Kaynak metin –
Hz. Osman’ın hilâfetinin ikinci yarısından sonra
başlayan adâletsizlik ve çatışmalar, dîni yozlaştırmaya başlamış ve “birilerinin”
çıkarına uygun olarak uydurmaların karıştırılmasına mâruz kalmıştır. Zâten din,
asıllığını-özünü, adâletin kaybolup zulmün açığa çıkmaya başladığı zamanlarda
kaybetmeye başlar. Bir din aslını kaybedince ayrılıklar baş-gösterir ve her
kesim dîni kendine göre yorumlamaya başlar ve asla-öze aykırı yeni bir din
çıkar ortaya. İşte bahsettiğimiz dönemden sonra başlayan ve Emevi-Abbâsi’lerle
devâm eden “hakka uygun olmayan” yönetimler zamânında dîne bin türlü uydurmalar
sokulmuş ve din yozlaştırılmıştır. Dînin aslı olan Kur’ân, Allah’ın da vaâd ettiği
gibi koruma altındadır. Bu nedenle Kur’ân bir “arttırma” ve “azaltma” anlamında
tahrif edilemez. İslâm’ın tahrif edilmesi, uydurulmuş hadis-söz ve rivâyetlerle
ve aşırı-aykırı yorumlamalar ile olmuştur-oluyor.
Hz. Ali devrinde başlayan farklı-aşırı yorumlama
tarzı, bir-zaman sonra İsmâili’lerin başlattığı aşırı ve farklı yorumla(ma)rla
anlam-kaymaları yaşanırken; diğer taraftan ise uydurma hadislerle tahrife ve uydurmaların
artmasına katkıda bulunulmuştur. Bu-arada dînin asıl kaynağı ölçü alınmaktan
çıkmıştır. Fetihlerin ilerlemesiyle farklı bölgelerin-ülkelerin dinleri ve
görüşleri de bu uydurmalara ve tahriflere büyük katkı yapmıştır. Eski yunan-kaynaklarının
arapçaya çevrilmesi de buna tuz-biber ekmiştir. Bu uydurmalar aslında Kur’ân’ın
“merkez” olmaktan çıkarılmasıyla olmuştur-oluyor. Çünkü Kur’ân’ın belirleyiciliği
bırakıldığında bu uydurmalar rağbet kazanıp yer edinir ve işte bahsedilen
zamanlarda da böyle olmuştur. Bu uydurmaların kayda geçirilmesiyle ve her kesim
kendi yanında olanı övdüğünden ve savunduğundan dolayı bu aykırılıklar kayıt
altına da alınarak resmîleştirilmiştir. Kur’ân bu durumu kınıyor ve mü’minleri
böyle yapmaktan men ediyor:
“Kendi
dinlerini fırkalara ayırmış ve kendileri de parça-parça olmuşlardır; ki her
grup kendi elindekiyle övünüp sevinç duymaktadır” (Rûm 32).

Gösterilen veriler –
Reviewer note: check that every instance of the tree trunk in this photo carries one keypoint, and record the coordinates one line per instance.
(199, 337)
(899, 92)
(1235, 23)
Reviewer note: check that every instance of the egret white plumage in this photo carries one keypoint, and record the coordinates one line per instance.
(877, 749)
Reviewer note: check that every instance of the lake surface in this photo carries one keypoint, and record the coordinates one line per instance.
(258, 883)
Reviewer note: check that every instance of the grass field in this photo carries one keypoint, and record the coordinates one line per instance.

Yönerge –
Dinin uydurmalarla yozlaştırılmasını anlatan metni, son cümlesinin ardından gelecek biçimde sürdürün.

Yanıt –
“Gerçek şu
ki, dinlerini parça-parça edip kendileri de gruplaşanlar, sen hiç-bir şeyde
onlardan değilsin. Onların işi ancak Allah’adır. Sonra O, işlemekte olduklarını
kendilerine haber verecektir” (En-am
159).
Bu uydurmalar hâlen devâm ediyor. Birileri hâlen uyduruyor
ve dîni tahrif ediyor ve Kur’ân’ı “merkez” olmaktan çıkarıyor. Öyle bir duruma
gelinmiş ki, bu uydurmalar artık akâidin konusu olmuş ve bu uydurmalara Kur’ân
ile bile karşı çıkınca ve; “bakın kardeşim, uydurma rivâyetler böyle yazıyor
ama dînin asıl kaynağında; yâni Muhammed bin Abdullah’ı, “âlemlere rahmet Hz.
Muhammed” yapan Kur’ân’da, bu uydurma rivâyetlerin söylediğinin tam tersi
söyleniyor. Bu uydurmaları bırakın da gelin Kur’ân’a uyun” denildiğinde,
karşıdaki kişi sizi kâfir-fâsık ve zındık îlan edebiliyor ve ilişkisini bile
kesebiliyor. Uydurmaların yazıldığı kaynakların yanında Kur’ân’ın bir değeri
olmuyor ve “Buhâri ve Müslim çökerse İslâm çöker” denebiliyor. Hâlbuki dîni
asıl çökerten, çoğunlukla uydurmaların yazılı olduğu Kur’ân’a aykırı sözleri
ihtivâ eden kaynaklardır. Aslında Kur’ân unutulursa (mehcûr) İslâm (daha
doğrusu müslümanlar) çöker. Kur’ân diriltildiğinde ise İslâm şahlanır ve Dünyâ’yı
da şahlandırır. Çünkü Peygamberimiz zamânında Kur’ân’dan başka bir şey yoktu ve
devlet kurulup İslâm-dîni gücünü kısa-zamanda göstermişti ve hayâta hâkim
olmuştu. Yine tam-aksine; Kur’ân’dan kopulduğu ve uydurmaların yazıldığı
kaynaklar baş-tâcı edilince İslâm medeniyeti çökmeye başlamıştır. Bu
kaynaklarda bahsedilen sözleri mutlak anlamda yok kabûl etmiyoruz ama İslâm’ın
ana-kaynağı ve esâsı Kur’ân’dır ve bu nedenle Kur’ân’a göre bir din-anlayışı ve
hayat belirlenmelidir.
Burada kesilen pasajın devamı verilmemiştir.